Problem statement: Copy each line of the records below word for word, leaving out the pictures.

>>>

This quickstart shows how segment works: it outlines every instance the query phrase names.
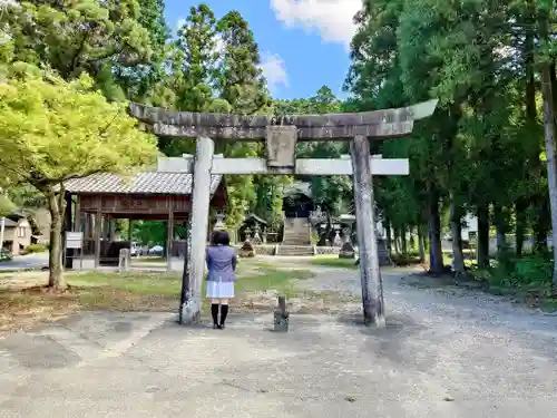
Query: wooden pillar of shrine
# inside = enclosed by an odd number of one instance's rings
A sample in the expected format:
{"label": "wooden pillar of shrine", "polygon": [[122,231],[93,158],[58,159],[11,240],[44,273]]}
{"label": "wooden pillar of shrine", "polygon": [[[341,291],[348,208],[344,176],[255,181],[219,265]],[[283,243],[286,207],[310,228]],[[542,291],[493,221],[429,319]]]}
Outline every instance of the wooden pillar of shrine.
{"label": "wooden pillar of shrine", "polygon": [[174,198],[168,198],[168,230],[166,233],[166,270],[172,271],[173,243],[174,243]]}
{"label": "wooden pillar of shrine", "polygon": [[102,198],[98,197],[97,212],[95,213],[95,269],[100,266],[100,237],[102,234]]}
{"label": "wooden pillar of shrine", "polygon": [[72,257],[74,257],[74,249],[66,249],[66,232],[72,231],[72,222],[71,222],[71,193],[66,192],[66,211],[63,213],[63,229],[62,229],[62,245],[66,251],[66,260],[63,263],[65,269],[71,269]]}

<<<

Correct output:
This quickstart shows how segment works: it outlines every instance the query phrase names.
Query: wooden pillar of shrine
# inside = enclosed by an odd number of one instance's rings
A sample in the expected format:
{"label": "wooden pillar of shrine", "polygon": [[122,231],[93,158],[58,159],[11,240],[44,273]]}
{"label": "wooden pillar of shrine", "polygon": [[[341,291],[348,208],[344,176],[255,181],[219,265]],[[283,243],[286,207],[310,228]],[[542,291],[493,221],[429,319]]]}
Outline every instance of the wooden pillar of shrine.
{"label": "wooden pillar of shrine", "polygon": [[174,198],[168,198],[168,230],[166,233],[166,270],[172,271],[173,243],[174,243]]}
{"label": "wooden pillar of shrine", "polygon": [[102,198],[98,197],[97,212],[95,213],[95,269],[100,266],[100,237],[102,234]]}
{"label": "wooden pillar of shrine", "polygon": [[72,257],[74,257],[74,249],[66,249],[66,232],[72,231],[72,222],[71,222],[71,193],[66,192],[66,211],[63,213],[63,229],[62,229],[62,245],[66,251],[66,260],[63,263],[65,269],[71,269]]}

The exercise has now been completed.